*** 本文抜粋 ***

Q&A法律相談

第6 相続財産

損害賠償請求権の相続

先日、実家に運転を誤った車が突っ込み、建物が損傷すると共に、父が重症を負いました。
父は入院していましたが、肺炎を併発して亡くなりました。
相続人は私しかいないため、父名義の自宅土地建物を相続することになりますが、父死亡時点では損傷した建物しかなかったのですが、この建物を相続することしか出来ないのでしょうか。私から加害者に修理費用を請求することは出来ますか。

交通事故のような不法行為や契約違反等の債務不履行があった場合、加害者や債務者に対して、損害賠償請求権が発生します。 そして、この損害賠償請求権は、単純な金銭債権であり、原則として相続の対象となります。

ご相談の事例でも、「父」の身体障害に関する治療費等、そして、建物の損傷に関わる修理費用等の何れについても、「父」に損害賠償請求権が発生しており、これが相続人に承継されることになります。ただ、死亡の原因が肺炎であり、交通事故と因果関係が無いということになると、この点の損害賠償請求権は発生していないということになります。

ところで、例えば、犯罪や交通事故等で被害者が死亡した場合、被害者は、死亡の時点で権利能力(法律上の権利義務の主体となる能力)を失うため、そもそも被害者自身が損害賠償請求権を取得せず、相続の対象となる損害賠償請求権が存在しないのではないかという議論が存在します。しかし、このような結論は形式的に過ぎ、また被害者が重症であった場合との均衡を著しく失することから、たとえ即死の場合であっても、被害者自身が取得する損害賠償請求権を観念し、これが相続の対象になるとされています。
更に、慰謝料請求権は、被害者個人の心情に基づく損害賠償請求権であるため、一身専属権として相続の対象にならないのではないかという問題が生じます。しかし、この点でも、慰謝料請求権も金銭債権であることにかわりはなく、相続の対象になると解釈されています(最高裁昭和42年11月1日判決等)。
以上より、ご相談の事例では、「父」の受傷に基づく治療費、慰謝料、入院のための雑費、そして、建物の修理費用等が相続人より取得されており、これを加害者に請求することが出来ます。

*** データ内容 ***

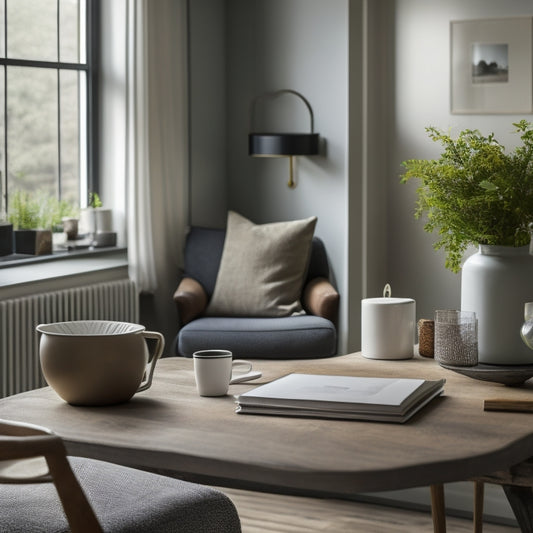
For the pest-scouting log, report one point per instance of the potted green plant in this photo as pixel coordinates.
(477, 193)
(34, 218)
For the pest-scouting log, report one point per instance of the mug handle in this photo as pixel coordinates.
(153, 357)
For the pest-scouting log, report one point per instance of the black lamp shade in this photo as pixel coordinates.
(282, 144)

***

## 練習課題
1 - 本文抜粋にある「父は入院していましたが、肺炎を併発して亡くなりました。」という一文を英語に訳すとどうなりますか。
2 - 次の(a)〜(c)はそれぞれ本文抜粋の内容と一致しますか。はいかいいえで答え、判断の決め手となる本文抜粋の言葉をそのまま引用してください。
(a) 損害賠償請求権は、原則として相続の対象となる。
(b) 慰謝料請求権は、一身専属権として相続の対象にならないと解釈されている。
(c) 即死の場合には、被害者自身が取得する損害賠償請求権は観念されない。
3 - 本文抜粋のうち、「相続人は私しかいないため、父」から「いないということになります。」までをすべて、一字も変えずに書き写してください。

## 解答例
1 - My father was hospitalized, but he developed pneumonia and died.

2 -
(a) はい。「この損害賠償請求権は、単純な金銭債権であり、原則として相続の対象となります。」
(b) いいえ。「慰謝料請求権も金銭債権であることにかわりはなく、相続の対象になると解釈されています」
(c) いいえ。「たとえ即死の場合であっても、被害者自身が取得する損害賠償請求権を観念し、これが相続の対象になるとされています」

3 -
相続人は私しかいないため、父名義の自宅土地建物を相続することになりますが、父死亡時点では損傷した建物しかなかったのですが、この建物を相続することしか出来ないのでしょうか。私から加害者に修理費用を請求することは出来ますか。

交通事故のような不法行為や契約違反等の債務不履行があった場合、加害者や債務者に対して、損害賠償請求権が発生します。 そして、この損害賠償請求権は、単純な金銭債権であり、原則として相続の対象となります。

ご相談の事例でも、「父」の身体障害に関する治療費等、そして、建物の損傷に関わる修理費用等の何れについても、「父」に損害賠償請求権が発生しており、これが相続人に承継されることになります。ただ、死亡の原因が肺炎であり、交通事故と因果関係が無いということになると、この点の損害賠償請求権は発生していないということになります。